**What is asked:** Copy all the records below exactly as they appear, line for line.

::::

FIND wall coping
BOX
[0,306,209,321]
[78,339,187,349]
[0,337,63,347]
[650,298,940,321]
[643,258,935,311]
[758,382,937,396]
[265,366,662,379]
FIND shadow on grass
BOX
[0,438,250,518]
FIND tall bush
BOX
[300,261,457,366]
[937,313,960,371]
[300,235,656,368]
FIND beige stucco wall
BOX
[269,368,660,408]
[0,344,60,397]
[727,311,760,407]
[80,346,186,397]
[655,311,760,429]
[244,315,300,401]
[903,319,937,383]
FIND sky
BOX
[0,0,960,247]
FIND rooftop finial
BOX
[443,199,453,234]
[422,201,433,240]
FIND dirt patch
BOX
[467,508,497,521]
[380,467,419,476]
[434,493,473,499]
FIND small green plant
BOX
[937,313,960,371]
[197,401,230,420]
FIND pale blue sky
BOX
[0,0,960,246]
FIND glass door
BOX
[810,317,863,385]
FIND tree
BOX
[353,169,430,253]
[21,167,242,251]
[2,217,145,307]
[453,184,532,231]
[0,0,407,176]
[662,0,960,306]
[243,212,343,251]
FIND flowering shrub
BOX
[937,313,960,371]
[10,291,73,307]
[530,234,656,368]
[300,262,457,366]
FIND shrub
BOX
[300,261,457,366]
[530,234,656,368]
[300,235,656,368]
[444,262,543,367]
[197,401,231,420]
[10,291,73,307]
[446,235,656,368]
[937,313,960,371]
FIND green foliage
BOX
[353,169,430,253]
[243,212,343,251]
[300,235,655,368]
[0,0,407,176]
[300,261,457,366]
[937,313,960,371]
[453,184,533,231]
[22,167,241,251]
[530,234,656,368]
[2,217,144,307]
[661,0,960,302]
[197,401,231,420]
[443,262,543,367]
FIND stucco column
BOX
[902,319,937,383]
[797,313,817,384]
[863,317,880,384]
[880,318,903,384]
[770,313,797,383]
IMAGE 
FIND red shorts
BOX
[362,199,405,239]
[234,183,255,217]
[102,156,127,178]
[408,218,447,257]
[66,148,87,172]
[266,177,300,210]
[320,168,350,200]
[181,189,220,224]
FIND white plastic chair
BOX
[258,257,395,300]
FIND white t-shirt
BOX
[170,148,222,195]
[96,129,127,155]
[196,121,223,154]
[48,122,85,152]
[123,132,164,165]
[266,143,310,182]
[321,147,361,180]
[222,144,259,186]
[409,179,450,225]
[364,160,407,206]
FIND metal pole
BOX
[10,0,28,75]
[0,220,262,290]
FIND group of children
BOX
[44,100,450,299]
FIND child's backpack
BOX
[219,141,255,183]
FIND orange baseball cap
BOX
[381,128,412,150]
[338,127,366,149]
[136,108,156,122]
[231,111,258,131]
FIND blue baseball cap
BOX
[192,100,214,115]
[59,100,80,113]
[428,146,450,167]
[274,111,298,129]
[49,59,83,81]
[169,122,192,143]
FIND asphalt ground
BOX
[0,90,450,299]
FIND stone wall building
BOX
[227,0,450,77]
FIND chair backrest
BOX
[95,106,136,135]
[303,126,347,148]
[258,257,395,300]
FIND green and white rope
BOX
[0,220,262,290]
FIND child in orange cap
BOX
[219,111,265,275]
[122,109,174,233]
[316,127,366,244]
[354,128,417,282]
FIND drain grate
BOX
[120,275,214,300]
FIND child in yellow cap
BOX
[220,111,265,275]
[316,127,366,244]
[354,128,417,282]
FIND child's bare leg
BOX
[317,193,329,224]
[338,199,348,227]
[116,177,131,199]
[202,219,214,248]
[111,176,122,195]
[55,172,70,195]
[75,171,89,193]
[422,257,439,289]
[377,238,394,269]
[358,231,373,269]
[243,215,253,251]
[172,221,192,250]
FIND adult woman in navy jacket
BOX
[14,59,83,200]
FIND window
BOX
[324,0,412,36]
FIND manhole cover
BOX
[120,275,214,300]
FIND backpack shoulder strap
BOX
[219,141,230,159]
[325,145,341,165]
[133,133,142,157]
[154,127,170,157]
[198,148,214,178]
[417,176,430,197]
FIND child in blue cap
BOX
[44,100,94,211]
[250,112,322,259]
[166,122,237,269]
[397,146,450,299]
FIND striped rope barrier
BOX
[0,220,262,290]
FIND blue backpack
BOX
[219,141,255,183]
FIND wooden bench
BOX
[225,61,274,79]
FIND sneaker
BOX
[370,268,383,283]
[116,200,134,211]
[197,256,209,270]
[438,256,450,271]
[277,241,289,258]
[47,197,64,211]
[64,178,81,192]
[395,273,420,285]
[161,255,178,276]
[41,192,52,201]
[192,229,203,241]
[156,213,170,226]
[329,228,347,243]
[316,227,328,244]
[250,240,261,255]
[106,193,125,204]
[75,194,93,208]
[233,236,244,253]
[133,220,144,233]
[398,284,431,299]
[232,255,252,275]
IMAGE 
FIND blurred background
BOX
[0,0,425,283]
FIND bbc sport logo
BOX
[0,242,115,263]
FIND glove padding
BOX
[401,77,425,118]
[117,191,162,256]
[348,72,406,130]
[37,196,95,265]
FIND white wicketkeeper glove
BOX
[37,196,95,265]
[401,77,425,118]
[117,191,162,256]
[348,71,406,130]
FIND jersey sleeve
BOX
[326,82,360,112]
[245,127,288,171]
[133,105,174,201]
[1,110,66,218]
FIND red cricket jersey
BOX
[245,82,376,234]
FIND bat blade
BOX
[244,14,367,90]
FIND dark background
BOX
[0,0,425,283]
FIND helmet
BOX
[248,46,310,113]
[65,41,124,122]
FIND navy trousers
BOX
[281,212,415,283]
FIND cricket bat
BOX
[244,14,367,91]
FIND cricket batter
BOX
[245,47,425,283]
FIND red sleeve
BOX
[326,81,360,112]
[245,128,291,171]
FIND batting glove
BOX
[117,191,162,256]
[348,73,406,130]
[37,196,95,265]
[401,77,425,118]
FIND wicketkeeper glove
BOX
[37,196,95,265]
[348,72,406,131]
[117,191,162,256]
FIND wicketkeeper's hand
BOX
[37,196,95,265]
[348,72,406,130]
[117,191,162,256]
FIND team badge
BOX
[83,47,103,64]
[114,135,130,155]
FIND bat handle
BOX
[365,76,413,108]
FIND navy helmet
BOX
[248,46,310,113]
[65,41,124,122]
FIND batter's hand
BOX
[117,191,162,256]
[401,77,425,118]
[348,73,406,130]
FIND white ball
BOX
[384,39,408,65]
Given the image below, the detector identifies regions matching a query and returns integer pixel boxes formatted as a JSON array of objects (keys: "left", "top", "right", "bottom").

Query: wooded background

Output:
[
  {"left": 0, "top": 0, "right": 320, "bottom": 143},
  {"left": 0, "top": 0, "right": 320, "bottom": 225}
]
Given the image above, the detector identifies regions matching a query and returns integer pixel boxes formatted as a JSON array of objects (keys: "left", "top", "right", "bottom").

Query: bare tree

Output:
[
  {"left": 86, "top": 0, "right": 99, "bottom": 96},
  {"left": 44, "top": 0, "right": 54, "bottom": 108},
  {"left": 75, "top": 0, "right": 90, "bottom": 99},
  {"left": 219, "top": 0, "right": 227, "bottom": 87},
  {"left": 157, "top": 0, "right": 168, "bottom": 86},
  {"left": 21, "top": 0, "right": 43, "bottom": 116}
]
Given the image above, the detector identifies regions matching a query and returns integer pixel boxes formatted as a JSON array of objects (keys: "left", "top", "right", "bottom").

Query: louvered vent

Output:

::::

**Task result:**
FIND wall coping
BOX
[0,306,209,321]
[78,339,187,349]
[0,337,63,347]
[650,298,940,321]
[643,258,935,311]
[758,382,937,396]
[265,366,662,379]
FIND shadow on grass
BOX
[0,438,250,518]
FIND tall bush
BOX
[300,261,457,366]
[937,313,960,371]
[300,235,656,368]
FIND beige stucco wall
BOX
[269,368,660,408]
[0,344,60,397]
[727,311,760,407]
[80,346,186,397]
[655,311,760,429]
[244,315,300,401]
[903,319,937,383]
FIND sky
BOX
[0,0,960,247]
FIND rooftop finial
BOX
[443,199,453,234]
[422,201,433,240]
FIND dirt patch
BOX
[467,508,497,521]
[380,467,419,476]
[434,493,473,499]
FIND small green plant
BOX
[937,313,960,371]
[197,401,230,420]
FIND pale blue sky
BOX
[0,0,960,246]
FIND glass door
BOX
[810,317,863,385]
FIND tree
BOX
[353,169,430,253]
[21,167,242,251]
[2,217,145,307]
[453,184,532,231]
[0,0,407,176]
[662,0,960,306]
[243,212,343,251]
FIND flowering shrub
BOX
[937,313,960,371]
[10,291,73,307]
[530,234,656,368]
[300,262,457,366]
FIND shrub
BOX
[300,261,457,366]
[530,234,656,368]
[300,235,656,368]
[444,262,543,367]
[197,401,231,420]
[10,291,73,307]
[446,235,656,368]
[937,313,960,371]
FIND green foliage
BOX
[353,169,430,253]
[243,212,343,251]
[300,235,655,368]
[0,0,407,176]
[300,261,457,366]
[937,313,960,371]
[453,184,533,231]
[22,167,241,251]
[530,234,656,368]
[2,217,144,307]
[661,0,960,302]
[197,401,231,420]
[443,262,543,367]
FIND stucco column
BOX
[902,319,937,383]
[797,313,817,384]
[863,317,880,384]
[880,318,903,384]
[770,313,797,383]
IMAGE 
FIND red shorts
BOX
[362,199,405,239]
[234,183,255,217]
[102,156,127,178]
[408,218,447,257]
[66,148,87,172]
[266,177,300,210]
[320,168,350,200]
[181,189,220,224]
FIND white plastic chair
BOX
[258,257,395,300]
FIND white t-shirt
BOX
[170,148,222,195]
[96,129,127,155]
[196,121,223,154]
[48,122,85,152]
[123,132,164,165]
[266,143,310,182]
[321,147,361,180]
[222,144,259,186]
[409,179,450,225]
[364,160,407,206]
FIND metal pole
BOX
[10,0,28,75]
[0,220,262,290]
FIND group of children
BOX
[44,100,450,299]
FIND child's backpack
BOX
[219,141,255,183]
FIND orange baseball cap
BOX
[381,128,412,150]
[338,127,366,149]
[136,108,156,122]
[231,111,258,131]
FIND blue baseball cap
BOX
[192,100,214,115]
[59,100,80,113]
[428,146,450,167]
[274,111,298,129]
[49,59,83,81]
[169,122,192,143]
FIND asphalt ground
BOX
[0,90,450,299]
FIND stone wall building
BOX
[227,0,450,77]
FIND chair backrest
BOX
[95,106,136,135]
[303,126,347,148]
[258,257,395,300]
FIND green and white rope
BOX
[0,220,262,290]
FIND child in orange cap
BOX
[219,111,265,275]
[122,109,174,233]
[316,127,366,244]
[354,128,417,282]
FIND drain grate
BOX
[120,275,214,300]
FIND child in yellow cap
BOX
[220,111,265,275]
[316,127,366,244]
[354,128,417,282]
FIND child's bare leg
BOX
[317,193,329,224]
[338,199,348,227]
[116,177,131,199]
[202,219,214,248]
[111,176,122,195]
[55,172,70,195]
[75,171,89,193]
[422,257,439,289]
[377,238,394,269]
[358,231,373,269]
[243,215,253,251]
[172,221,192,250]
FIND adult woman in navy jacket
BOX
[14,59,83,200]
FIND window
BOX
[324,0,412,36]
FIND manhole cover
BOX
[120,275,214,300]
FIND backpack shoulder strap
BOX
[219,141,230,159]
[325,145,341,165]
[133,133,142,157]
[154,127,170,157]
[198,148,214,178]
[417,176,430,197]
FIND child in blue cap
BOX
[44,100,94,211]
[250,112,322,259]
[166,122,237,269]
[397,146,450,299]
FIND striped rope barrier
BOX
[0,220,262,290]
FIND blue backpack
BOX
[219,141,255,183]
FIND wooden bench
BOX
[225,61,274,79]
FIND sneaker
BOX
[370,268,383,283]
[116,200,134,211]
[197,256,209,270]
[438,256,450,271]
[277,241,289,258]
[47,197,64,211]
[64,178,81,192]
[395,273,420,285]
[161,255,178,276]
[41,192,52,201]
[192,229,203,241]
[156,213,170,226]
[329,228,347,243]
[316,227,328,244]
[250,240,261,255]
[106,193,125,204]
[75,194,93,208]
[233,236,244,253]
[133,220,144,233]
[398,284,431,299]
[232,255,252,275]
IMAGE 
FIND blurred background
BOX
[0,0,425,283]
FIND bbc sport logo
BOX
[0,242,115,263]
FIND glove padding
BOX
[401,77,425,118]
[117,191,162,256]
[348,72,406,130]
[37,196,95,265]
FIND white wicketkeeper glove
BOX
[37,196,95,265]
[401,77,425,118]
[117,191,162,256]
[348,71,406,130]
FIND jersey sleeve
BOX
[326,82,360,112]
[245,127,288,171]
[133,105,174,201]
[1,110,66,218]
FIND red cricket jersey
BOX
[245,82,376,234]
FIND bat blade
BOX
[244,14,367,90]
FIND dark background
BOX
[0,0,425,283]
FIND helmet
BOX
[248,46,310,113]
[65,41,124,122]
FIND navy trousers
BOX
[281,212,415,283]
FIND cricket bat
BOX
[244,14,367,91]
FIND cricket batter
BOX
[245,47,425,283]
FIND red sleeve
BOX
[326,81,360,112]
[245,128,291,171]
FIND batting glove
BOX
[117,191,162,256]
[348,73,406,130]
[37,196,95,265]
[401,77,425,118]
FIND wicketkeeper glove
BOX
[37,196,95,265]
[348,72,406,131]
[117,191,162,256]
FIND wicketkeeper's hand
BOX
[37,196,95,265]
[348,72,406,130]
[117,191,162,256]
FIND team badge
BOX
[83,47,103,64]
[114,135,130,155]
FIND bat handle
BOX
[365,76,413,108]
FIND navy helmet
BOX
[248,46,310,113]
[65,41,124,122]
FIND batter's hand
BOX
[117,191,162,256]
[401,77,425,118]
[348,73,406,130]
FIND white ball
BOX
[384,39,408,65]
Given the image below, the detector identifies regions matching a query and returns integer pixel boxes formatted as a JSON array of objects (keys: "left", "top", "right", "bottom").

Query: wooded background

Output:
[
  {"left": 0, "top": 0, "right": 320, "bottom": 143},
  {"left": 0, "top": 0, "right": 320, "bottom": 225}
]
Given the image above, the detector identifies regions matching a query and returns integer pixel boxes formatted as a JSON array of objects (keys: "left", "top", "right", "bottom").

Query: bare tree

Output:
[
  {"left": 86, "top": 0, "right": 99, "bottom": 96},
  {"left": 44, "top": 0, "right": 54, "bottom": 108},
  {"left": 75, "top": 0, "right": 90, "bottom": 99},
  {"left": 219, "top": 0, "right": 227, "bottom": 87},
  {"left": 157, "top": 0, "right": 168, "bottom": 86},
  {"left": 21, "top": 0, "right": 43, "bottom": 116}
]
Given the image above, the detector identifies regions matching a query and returns integer pixel boxes formatted as a JSON array of objects (keys: "left", "top", "right", "bottom").

Query: louvered vent

Output:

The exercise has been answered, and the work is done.